BAGIAN TEKS:
┌──
Etnomusikologi merupakan disiplin ilmu yang mempelajari budaya musikal beragam etnis yang ada di Indonesia. Disiplin ilmu ini bukanlah suatu disiplin ilmu baru bagi dunia barat atau pun dunia timur. Sebab, sejak zaman kolonial Belanda istilah etnomusikologi dipopulerkan oleh Jaapt Kunst yang memiliki antusiasme tinggi terhadap musik-musik nusantara.

Program Studi Etnomusikologi boleh dikatakan tergolong muda. Didirikan pada tahun 1979 di bawah naungan Fakultas Ilmu Budaya Universitas Sumatra Utara. Disiplin ilmu etnomusikologi juga berkembang menjadi prodi atau jurusan yang sering kita temui di Institut Seni Indonesia ataupun universitas yang ada di Indonesia. Prodi ini cukup berperan aktif dalam melakukan pencatatan, perekaman, analisa musik, kemudian menuliskan kembali budaya musikal, baik secara ilmiah maupun artikel populer ilmiah yang cukup populer di masa kini.
└──
TUGAS WAJIB:
- a) Menurut teks tentang etnomusikologi, mengapa etnomusikologi tidak dianggap sebagai disiplin ilmu baru bagi dunia barat maupun timur? Uraikan dalam satu hingga tiga kalimat.
- b) Berdasarkan teks tentang etnomusikologi, pada tahun berapa dan di bawah naungan fakultas apa Program Studi Etnomusikologi didirikan?

DATA YANG DIBERIKAN:
┌──
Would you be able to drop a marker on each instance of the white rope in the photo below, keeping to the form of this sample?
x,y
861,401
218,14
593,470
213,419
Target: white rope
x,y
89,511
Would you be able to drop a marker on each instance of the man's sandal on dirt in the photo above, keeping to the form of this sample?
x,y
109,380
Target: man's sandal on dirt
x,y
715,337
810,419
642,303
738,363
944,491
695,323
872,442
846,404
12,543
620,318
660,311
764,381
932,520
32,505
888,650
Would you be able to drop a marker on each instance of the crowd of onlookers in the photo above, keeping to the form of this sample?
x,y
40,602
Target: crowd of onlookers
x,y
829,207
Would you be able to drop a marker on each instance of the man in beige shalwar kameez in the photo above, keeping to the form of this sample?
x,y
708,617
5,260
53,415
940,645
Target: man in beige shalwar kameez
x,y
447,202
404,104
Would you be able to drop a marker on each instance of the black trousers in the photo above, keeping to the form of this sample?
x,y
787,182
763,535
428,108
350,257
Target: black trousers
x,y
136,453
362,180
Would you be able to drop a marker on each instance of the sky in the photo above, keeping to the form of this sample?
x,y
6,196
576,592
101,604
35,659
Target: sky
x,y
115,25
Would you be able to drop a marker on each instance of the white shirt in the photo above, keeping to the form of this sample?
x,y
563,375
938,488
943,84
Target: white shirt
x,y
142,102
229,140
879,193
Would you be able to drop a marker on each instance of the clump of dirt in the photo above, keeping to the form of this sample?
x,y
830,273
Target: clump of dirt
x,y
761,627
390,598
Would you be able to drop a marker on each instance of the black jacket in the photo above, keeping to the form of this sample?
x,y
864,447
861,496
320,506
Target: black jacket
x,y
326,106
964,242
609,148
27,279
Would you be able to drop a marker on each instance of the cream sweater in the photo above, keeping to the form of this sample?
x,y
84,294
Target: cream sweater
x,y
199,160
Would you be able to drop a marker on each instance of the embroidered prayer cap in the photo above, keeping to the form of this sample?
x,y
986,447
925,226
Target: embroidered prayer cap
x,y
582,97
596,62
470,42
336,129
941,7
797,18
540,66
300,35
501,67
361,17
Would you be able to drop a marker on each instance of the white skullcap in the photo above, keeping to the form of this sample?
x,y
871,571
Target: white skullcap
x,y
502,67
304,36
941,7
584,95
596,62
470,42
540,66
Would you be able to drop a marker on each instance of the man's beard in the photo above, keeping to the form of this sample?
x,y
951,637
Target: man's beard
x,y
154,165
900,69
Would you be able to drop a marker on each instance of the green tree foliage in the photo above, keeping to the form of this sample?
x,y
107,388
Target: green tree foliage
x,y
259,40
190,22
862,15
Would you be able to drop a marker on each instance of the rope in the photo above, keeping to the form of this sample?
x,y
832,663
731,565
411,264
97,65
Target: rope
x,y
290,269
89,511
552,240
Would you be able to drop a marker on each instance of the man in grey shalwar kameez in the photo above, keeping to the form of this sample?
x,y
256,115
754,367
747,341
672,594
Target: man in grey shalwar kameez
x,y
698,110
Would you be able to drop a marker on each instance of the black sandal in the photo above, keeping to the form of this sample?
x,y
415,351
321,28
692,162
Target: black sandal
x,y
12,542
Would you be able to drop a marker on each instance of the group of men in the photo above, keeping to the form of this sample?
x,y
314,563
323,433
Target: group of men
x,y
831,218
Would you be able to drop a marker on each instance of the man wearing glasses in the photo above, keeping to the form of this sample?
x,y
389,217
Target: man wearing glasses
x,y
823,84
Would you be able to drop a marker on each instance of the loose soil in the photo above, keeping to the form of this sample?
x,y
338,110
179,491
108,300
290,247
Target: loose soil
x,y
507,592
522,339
└──
JAWABAN TUGAS:
- a) Etnomusikologi tidak dianggap sebagai disiplin ilmu baru karena istilahnya sudah dipopulerkan sejak zaman kolonial Belanda. Istilah itu dipopulerkan oleh seorang tokoh yang memiliki antusiasme tinggi terhadap musik-musik nusantara.

- b) Program Studi Etnomusikologi didirikan pada tahun 1979 di bawah naungan Fakultas Ilmu Budaya Universitas Sumatra Utara.